Task to carry out: Rewrite the rows below with each "array" changed to "list" and everything else left as it is.
══ Data section ══
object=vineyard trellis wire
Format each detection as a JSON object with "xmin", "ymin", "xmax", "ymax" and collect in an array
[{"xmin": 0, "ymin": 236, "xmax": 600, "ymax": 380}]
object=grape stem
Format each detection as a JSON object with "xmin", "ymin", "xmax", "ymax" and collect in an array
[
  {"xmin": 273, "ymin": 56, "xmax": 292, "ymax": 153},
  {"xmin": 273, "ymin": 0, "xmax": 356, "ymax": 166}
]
═══
Solution:
object=vineyard trellis wire
Format each detection as a JSON object with "xmin", "ymin", "xmax", "ymax" and collect in an list
[{"xmin": 0, "ymin": 236, "xmax": 600, "ymax": 380}]
object=grape stem
Format each detection as a JSON object with "xmin", "ymin", "xmax", "ymax" and collect in an list
[
  {"xmin": 273, "ymin": 56, "xmax": 292, "ymax": 153},
  {"xmin": 273, "ymin": 0, "xmax": 356, "ymax": 166}
]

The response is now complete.